— SHORT TASK —
List every figure in the mixed martial arts record section of the Alex Chambers profile below, with the label each one belongs to.

- Born: Alexandra Chambers 28 October 1978 (age 47) New South Wales, Australia
- Other names: Astro Girl
- Nationality: Australian
- Height: 5 ft 3 in (1.60 m)
- Weight: 115 lb (52 kg; 8.2 st)
- Division: Strawweight Atomweight
- Reach: 63 in (160 cm)
- Style: Karate, BJJ
- Fighting out of: Sydney, Australia
- Team: VT1 Mixed Martial Arts Academy & Gracie Academy Chatswood
- Rank: 3rd dan black belt in Karate Purple belt in Brazilian Jiu-Jitsu
- Years active: 2010–

Mixed martial arts record
- Total: 10
- Wins: 5
- By knockout: 2
- By submission: 2
- By decision: 1
- Losses: 5
- By submission: 4
- By decision: 1

Other information
- University: University of Sydney
- Mixed martial arts record from Sherdog

= Alex Chambers =

Australian mixed martial artist (born 1978)

— DATASET EXCERPTS —
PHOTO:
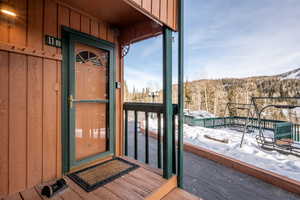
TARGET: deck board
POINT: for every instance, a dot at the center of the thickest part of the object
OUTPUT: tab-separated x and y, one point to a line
180	194
138	184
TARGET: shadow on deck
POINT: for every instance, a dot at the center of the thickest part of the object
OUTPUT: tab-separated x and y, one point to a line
142	183
210	180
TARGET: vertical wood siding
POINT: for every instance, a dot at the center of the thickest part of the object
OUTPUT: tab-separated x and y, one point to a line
30	96
163	10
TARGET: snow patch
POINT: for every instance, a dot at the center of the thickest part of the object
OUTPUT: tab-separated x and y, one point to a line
251	153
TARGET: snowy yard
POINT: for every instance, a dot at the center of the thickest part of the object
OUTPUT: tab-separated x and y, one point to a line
286	165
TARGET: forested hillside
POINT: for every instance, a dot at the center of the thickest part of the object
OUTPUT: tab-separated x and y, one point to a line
213	95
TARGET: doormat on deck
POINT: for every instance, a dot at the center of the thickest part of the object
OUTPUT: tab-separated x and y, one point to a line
98	175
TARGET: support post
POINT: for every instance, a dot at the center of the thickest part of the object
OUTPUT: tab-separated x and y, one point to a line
180	91
167	101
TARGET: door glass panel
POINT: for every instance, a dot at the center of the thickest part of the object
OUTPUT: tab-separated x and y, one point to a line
90	129
91	72
91	117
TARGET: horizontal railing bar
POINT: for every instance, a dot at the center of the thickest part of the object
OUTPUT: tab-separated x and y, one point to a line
89	101
148	107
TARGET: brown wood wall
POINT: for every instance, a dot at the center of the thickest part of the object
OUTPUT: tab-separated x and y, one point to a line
163	10
30	104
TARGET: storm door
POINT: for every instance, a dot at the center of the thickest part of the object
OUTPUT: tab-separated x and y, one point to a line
90	100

— EXERCISE ANSWER —
- Total: 10
- Wins: 5
- Wins by knockout: 2
- Wins by submission: 2
- Wins by decision: 1
- Losses: 5
- Losses by submission: 4
- Losses by decision: 1